→ Directions for this task: Output the lines of the material below as a JSON list of strings, starting at the line that contains "Detect blonde hair" and ending at the line that contains "left=126, top=73, right=138, bottom=86", with one string per line and blank lines left out.

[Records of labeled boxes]
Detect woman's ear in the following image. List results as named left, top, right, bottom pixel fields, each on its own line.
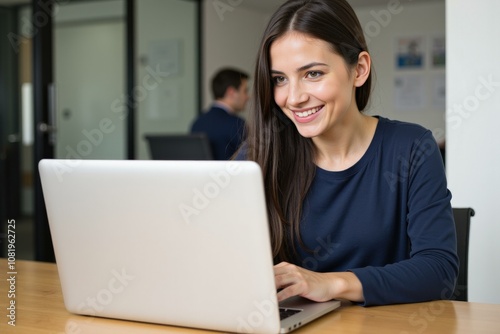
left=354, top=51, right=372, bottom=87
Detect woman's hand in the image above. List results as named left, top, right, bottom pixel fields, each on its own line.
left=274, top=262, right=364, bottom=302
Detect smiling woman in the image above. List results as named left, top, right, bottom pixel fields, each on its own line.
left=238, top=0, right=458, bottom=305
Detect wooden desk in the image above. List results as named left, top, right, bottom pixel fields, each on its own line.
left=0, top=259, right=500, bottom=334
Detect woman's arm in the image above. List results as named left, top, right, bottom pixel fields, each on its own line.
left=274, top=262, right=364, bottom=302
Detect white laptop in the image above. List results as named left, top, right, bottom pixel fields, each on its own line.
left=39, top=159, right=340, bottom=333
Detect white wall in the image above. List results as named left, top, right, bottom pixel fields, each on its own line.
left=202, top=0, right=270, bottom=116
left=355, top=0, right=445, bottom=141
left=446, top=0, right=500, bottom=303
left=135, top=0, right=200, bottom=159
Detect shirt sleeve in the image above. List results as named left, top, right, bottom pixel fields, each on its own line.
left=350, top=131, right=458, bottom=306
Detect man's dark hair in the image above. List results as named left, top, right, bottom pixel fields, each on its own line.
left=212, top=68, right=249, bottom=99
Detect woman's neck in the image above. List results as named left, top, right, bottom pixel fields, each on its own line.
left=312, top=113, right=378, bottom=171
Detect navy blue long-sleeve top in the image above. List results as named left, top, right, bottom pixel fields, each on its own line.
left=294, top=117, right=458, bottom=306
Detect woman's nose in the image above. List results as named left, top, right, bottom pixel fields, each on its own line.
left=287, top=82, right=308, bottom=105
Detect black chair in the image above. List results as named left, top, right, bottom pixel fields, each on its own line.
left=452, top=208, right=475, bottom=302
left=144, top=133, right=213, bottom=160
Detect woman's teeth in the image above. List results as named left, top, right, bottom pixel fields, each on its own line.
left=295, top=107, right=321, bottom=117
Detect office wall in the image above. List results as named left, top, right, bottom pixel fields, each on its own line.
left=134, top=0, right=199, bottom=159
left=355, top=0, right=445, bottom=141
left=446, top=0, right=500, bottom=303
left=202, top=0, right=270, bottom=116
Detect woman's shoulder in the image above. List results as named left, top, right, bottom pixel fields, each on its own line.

---

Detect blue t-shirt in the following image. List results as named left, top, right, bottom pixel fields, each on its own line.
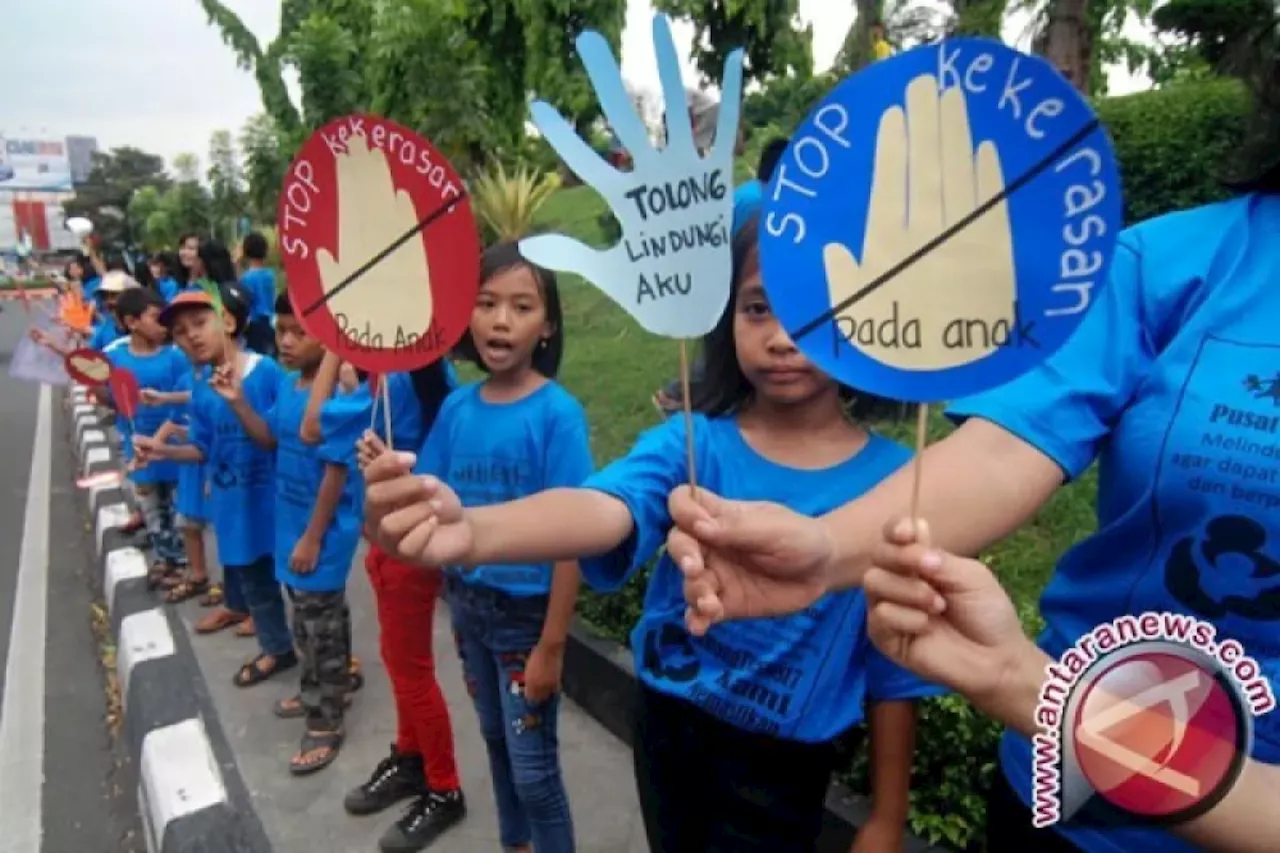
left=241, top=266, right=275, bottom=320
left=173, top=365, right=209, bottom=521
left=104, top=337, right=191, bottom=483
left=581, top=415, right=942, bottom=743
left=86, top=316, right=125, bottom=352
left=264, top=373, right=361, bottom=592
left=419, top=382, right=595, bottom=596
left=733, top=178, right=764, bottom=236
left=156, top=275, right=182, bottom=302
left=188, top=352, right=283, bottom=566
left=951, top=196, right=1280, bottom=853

==

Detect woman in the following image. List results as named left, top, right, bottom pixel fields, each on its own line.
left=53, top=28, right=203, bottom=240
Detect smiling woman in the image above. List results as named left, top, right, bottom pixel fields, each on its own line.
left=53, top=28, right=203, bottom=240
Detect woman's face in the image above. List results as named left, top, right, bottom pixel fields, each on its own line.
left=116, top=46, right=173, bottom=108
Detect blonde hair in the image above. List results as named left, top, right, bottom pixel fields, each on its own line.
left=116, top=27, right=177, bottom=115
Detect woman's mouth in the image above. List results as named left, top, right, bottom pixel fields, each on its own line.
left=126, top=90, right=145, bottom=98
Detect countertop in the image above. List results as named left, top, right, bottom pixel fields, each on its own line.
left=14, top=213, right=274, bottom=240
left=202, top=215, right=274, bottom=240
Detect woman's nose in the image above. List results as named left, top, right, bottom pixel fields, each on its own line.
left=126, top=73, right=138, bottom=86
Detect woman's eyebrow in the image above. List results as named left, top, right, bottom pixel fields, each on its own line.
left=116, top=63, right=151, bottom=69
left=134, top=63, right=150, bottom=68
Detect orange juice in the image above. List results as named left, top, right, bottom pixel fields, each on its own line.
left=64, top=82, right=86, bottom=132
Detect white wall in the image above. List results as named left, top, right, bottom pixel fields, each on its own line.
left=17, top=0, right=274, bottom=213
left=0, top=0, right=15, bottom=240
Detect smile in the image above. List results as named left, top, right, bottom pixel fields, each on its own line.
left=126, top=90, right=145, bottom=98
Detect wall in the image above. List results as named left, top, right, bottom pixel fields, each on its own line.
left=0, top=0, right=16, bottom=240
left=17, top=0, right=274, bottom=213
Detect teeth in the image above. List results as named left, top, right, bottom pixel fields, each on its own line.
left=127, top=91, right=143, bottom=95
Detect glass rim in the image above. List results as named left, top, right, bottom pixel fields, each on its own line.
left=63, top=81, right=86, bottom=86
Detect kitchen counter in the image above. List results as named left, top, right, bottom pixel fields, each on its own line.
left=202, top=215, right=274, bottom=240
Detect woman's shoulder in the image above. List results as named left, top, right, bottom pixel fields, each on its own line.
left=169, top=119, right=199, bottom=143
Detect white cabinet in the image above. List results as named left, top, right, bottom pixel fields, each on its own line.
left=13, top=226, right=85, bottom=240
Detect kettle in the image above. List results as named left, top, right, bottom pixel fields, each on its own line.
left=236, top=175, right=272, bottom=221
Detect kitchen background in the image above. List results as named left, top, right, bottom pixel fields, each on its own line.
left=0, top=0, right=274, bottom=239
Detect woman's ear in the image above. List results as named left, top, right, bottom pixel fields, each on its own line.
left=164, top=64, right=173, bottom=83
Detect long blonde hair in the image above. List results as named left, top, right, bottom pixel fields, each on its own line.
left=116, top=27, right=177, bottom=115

→ Exercise response:
[
  "Detect blonde hair in the image above. List results as named left, top, right, bottom pixel fields, each on its own line.",
  "left=116, top=27, right=177, bottom=115",
  "Detect woman's mouth in the image above. List results as named left, top, right, bottom pixel fields, each on its own line.",
  "left=126, top=90, right=145, bottom=98",
  "Detect countertop in the image above. List results as named left, top, right, bottom pixel fields, each on its own line.",
  "left=14, top=213, right=274, bottom=240",
  "left=202, top=215, right=274, bottom=240",
  "Detect woman's nose in the image above. List results as named left, top, right, bottom pixel fields, each on its own line.",
  "left=126, top=73, right=138, bottom=86"
]